→ YOUR OBJECTIVE:
Images do not belong in the copy. Set down all the entries exactly.

(Data entries)
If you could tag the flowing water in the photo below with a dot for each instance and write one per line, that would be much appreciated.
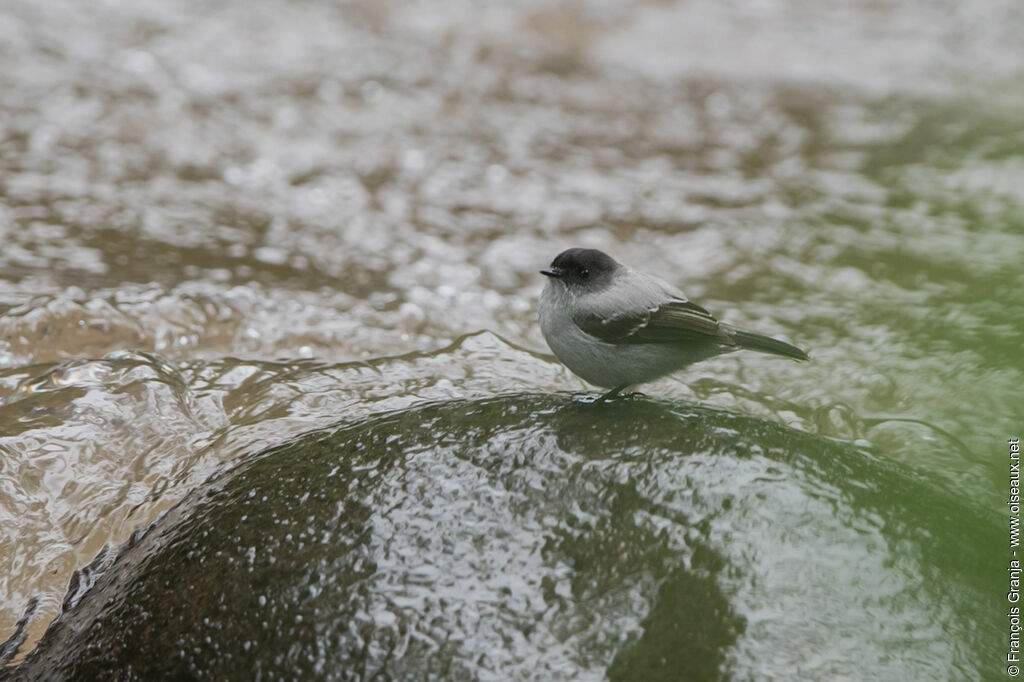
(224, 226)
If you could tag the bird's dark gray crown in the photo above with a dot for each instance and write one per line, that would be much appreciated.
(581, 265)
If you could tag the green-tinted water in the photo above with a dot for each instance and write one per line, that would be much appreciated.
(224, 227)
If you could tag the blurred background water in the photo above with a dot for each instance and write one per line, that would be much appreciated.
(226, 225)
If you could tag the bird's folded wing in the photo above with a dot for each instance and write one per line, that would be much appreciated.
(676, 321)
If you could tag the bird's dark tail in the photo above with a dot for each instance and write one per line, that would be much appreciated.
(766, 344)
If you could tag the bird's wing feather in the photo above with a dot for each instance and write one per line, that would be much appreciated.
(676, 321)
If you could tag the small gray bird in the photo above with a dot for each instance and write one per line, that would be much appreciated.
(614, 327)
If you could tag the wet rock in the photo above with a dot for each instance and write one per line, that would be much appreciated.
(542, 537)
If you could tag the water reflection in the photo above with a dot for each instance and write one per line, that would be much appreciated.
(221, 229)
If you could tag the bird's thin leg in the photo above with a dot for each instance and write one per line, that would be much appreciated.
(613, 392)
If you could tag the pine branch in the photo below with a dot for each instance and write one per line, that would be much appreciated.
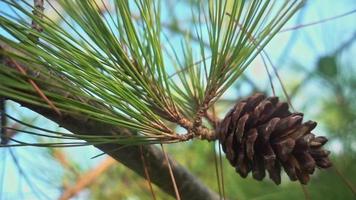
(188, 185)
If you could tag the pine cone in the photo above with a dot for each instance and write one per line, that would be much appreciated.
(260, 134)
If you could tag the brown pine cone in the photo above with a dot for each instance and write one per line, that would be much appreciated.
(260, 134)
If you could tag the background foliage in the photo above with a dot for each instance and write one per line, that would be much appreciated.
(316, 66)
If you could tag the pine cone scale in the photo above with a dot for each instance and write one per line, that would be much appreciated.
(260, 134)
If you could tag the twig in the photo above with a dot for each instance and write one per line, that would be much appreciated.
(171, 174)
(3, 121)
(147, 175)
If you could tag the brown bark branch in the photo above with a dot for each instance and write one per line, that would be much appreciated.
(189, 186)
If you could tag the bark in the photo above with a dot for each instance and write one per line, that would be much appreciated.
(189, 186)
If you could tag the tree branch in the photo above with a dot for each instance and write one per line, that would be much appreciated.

→ SOLVED PROBLEM:
If you could tag the flowing water in the photo below with a dot for each instance and write one per line, that would be much appreciated.
(224, 226)
If you could tag the bird's dark gray crown in the photo above with a dot for each instance and write one per line, that would be much appreciated.
(581, 265)
If you could tag the green-tinted water in the photo above with a dot for each instance and write one per line, that would be much appreciated.
(224, 227)
If you could tag the blurred background water in the photo above with a dot for each instance and write one per line, that would be much appreciated.
(226, 225)
If you could tag the bird's folded wing in the photo above with a dot for each instance and write one per line, that would be much appreciated.
(676, 321)
If you could tag the bird's dark tail in the photo above with a dot for each instance and write one per line, that would be much appreciated.
(766, 344)
If you could tag the bird's wing feather in the photo above with a dot for each instance and write one per line, that would be much appreciated.
(676, 321)
If you could tag the small gray bird in the photo above with a dot for each instance and write one per line, that would be much appreciated.
(614, 327)
If you could tag the wet rock in the photo above with a dot for each instance and write one per line, that would be much appreciated.
(542, 537)
If you could tag the water reflection in the photo above with a dot for each instance and write one per line, that would be much appreciated.
(221, 229)
If you could tag the bird's thin leg in the photo above with a dot for each instance and write one per line, that would be much appreciated.
(613, 392)
If you could tag the pine branch in the photo below with a dot for each instance and write one per line, that would be much appreciated.
(188, 185)
If you could tag the pine cone in the photo above with a dot for each instance and write one per line, that would be much appreciated.
(260, 134)
If you could tag the brown pine cone in the photo above with a dot for each instance and write one per line, that would be much appreciated.
(260, 134)
If you could tag the background foliage in the photo above with a dot for each instance and write one per line, that would be much appreciated.
(316, 66)
If you could tag the pine cone scale in the photo above with a dot for each instance and write one per line, that would be much appreciated.
(260, 134)
If you could tag the twig in the photo above with a dot for each instance and write one per line, that would be much appreciated.
(171, 174)
(3, 121)
(147, 175)
If you could tag the brown bark branch in the photo above with a dot for each instance and write one per line, that would be much appreciated.
(189, 186)
If you could tag the bark in the photo above with a dot for each instance and write one per line, that would be much appreciated.
(189, 186)
If you could tag the tree branch in the photo above with a dot for each instance and write one per line, that would be much appreciated.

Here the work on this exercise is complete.